This is obviously not the current API of benchmark (results is the return of some_fn) -- but can this be done some other way?

snakescott avatar Jul 22 '16 18:07 snakescott

You can probably access various internal stats on the fixture (eg: benchmark.stats.min) but I have to wonder if there's a better way to deal with this.

pytest-benchmark has regression checks: http://pytest-benchmark.readthedocs.io/en/latest/comparing.html (the --benchmark-compare-fail). Perhaps you need per test checks? Lets talk a bit about the particularities of your case.

Is an absolute check with no comparison to prev runs (like in your example) is all you need?

ionelmc avatar Jul 25 '16 07:07 ionelmc

Thanks for the pointer, sorry I missed this in the docs 😦

I think this should work! The one question/concern I have is whether it is possible to apply different strictness to different benchmarks? Being able to introspect current (and, I guess, previous saved benchmarks!) seems like it would support this for advanced/edge cases. Unless there already is a way to do it!

[Lines drawn from a dataset]
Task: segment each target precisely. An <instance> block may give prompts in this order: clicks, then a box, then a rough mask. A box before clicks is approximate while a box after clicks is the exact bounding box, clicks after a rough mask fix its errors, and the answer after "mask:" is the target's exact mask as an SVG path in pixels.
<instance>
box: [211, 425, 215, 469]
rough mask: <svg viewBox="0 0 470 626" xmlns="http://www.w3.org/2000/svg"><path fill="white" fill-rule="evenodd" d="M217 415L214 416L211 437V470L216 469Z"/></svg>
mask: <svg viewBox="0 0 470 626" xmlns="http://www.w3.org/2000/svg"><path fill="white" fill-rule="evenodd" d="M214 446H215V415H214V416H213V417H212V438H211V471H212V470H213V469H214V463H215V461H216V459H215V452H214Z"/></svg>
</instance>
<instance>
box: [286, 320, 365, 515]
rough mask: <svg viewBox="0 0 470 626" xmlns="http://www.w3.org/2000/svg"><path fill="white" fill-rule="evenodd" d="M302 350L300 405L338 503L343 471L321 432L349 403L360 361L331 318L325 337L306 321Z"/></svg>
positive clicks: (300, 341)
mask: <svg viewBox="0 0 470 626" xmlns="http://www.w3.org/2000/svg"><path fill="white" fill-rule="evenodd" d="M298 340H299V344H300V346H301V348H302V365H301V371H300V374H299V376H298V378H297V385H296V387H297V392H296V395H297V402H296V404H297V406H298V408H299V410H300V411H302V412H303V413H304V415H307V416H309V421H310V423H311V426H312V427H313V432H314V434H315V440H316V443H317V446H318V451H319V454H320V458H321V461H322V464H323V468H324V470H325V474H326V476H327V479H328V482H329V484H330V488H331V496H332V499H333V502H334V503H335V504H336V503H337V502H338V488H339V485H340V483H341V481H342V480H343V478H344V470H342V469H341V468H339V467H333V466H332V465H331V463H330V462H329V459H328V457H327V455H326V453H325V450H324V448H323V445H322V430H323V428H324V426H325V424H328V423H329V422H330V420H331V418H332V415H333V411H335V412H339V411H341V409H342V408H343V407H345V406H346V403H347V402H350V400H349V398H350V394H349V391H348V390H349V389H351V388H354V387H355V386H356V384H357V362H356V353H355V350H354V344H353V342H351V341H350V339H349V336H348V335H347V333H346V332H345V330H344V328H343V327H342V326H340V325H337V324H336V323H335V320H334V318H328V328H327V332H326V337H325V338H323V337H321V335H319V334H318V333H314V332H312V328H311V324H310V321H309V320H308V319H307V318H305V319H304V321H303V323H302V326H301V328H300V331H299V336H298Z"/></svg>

- TASK STATEMENT
From the pytest-benchmark discussion, copy the passage between "ionelmc avatar Jul" and "way to do it!", inclusive. Rely only on the pytest-benchmark discussion.

- ANSWER
ionelmc avatar Jul 25 '16 07:07 ionelmc

Thanks for the pointer, sorry I missed this in the docs 😦

I think this should work! The one question/concern I have is whether it is possible to apply different strictness to different benchmarks? Being able to introspect current (and, I guess, previous saved benchmarks!) seems like it would support this for advanced/edge cases. Unless there already is a way to do it!